We've learned a lot about computers in the decades we've been producing. A lot of software assumes that computers work a certain way. See Go lang and how it handles file permissions. In the Linux Kernel drivers exist that supports the IBM 3270 Display System which at this point is over 50 years old. Terminal Emulators mimic the VT100. All of this makes sense given the context in which they were developed and created. But if you were developing an OS in 2022 without these constraints what would you remove and or change? Would you keep 32bit support? Arm, Risc and or x86?, monolithic or microkernel?, C, Rust, Zig, D, C++, or something else?, how would it talk to hardware?, what would your executable format look like?
Also if anyone has any interesting links to cutting edge research into Modern Operating Systems I'd love to browse them!
Right now, if an important feature is missing from e.g. the built-in calendar app, your only option is to throw away the entire app and replace it with something new. This new app is probably less integrated into the rest of the system, or may be missing some other feature you use, or may come packed with features but also a cluttered and confusing interface.

**The records**
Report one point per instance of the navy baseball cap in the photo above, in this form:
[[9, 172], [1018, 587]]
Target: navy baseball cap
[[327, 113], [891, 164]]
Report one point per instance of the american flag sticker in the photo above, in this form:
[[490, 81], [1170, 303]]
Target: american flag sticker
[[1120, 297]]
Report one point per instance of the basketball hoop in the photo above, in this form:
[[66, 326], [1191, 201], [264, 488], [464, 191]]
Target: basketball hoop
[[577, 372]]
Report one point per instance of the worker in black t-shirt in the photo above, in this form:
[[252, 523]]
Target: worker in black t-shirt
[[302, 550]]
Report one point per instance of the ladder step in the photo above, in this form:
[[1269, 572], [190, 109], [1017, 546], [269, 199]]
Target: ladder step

**Job 1**
Answer these from the forum post on operating system design:
(a) Which display system do the Linux kernel drivers mentioned support, and how old is it?
(b) What do terminal emulators mimic?
(c) What is the only option when an important feature is missing from the built-in calendar app?
**Job 2**
Copy out the lines of the rows, starting at the line containing "Report one point per instance of the worker" and ending at the last line of the rows.
The rows are unrelated to the text.

**Full solution 1**
(a) The IBM 3270 Display System, which is over 50 years old.
(b) The VT100.
(c) Throw away the entire app and replace it with something new.

**Full solution 2**
Report one point per instance of the worker in black t-shirt in the photo above, in this form:
[[252, 523]]
Target: worker in black t-shirt
[[302, 550]]
Report one point per instance of the ladder step in the photo above, in this form:
[[1269, 572], [190, 109], [1017, 546], [269, 199]]
Target: ladder step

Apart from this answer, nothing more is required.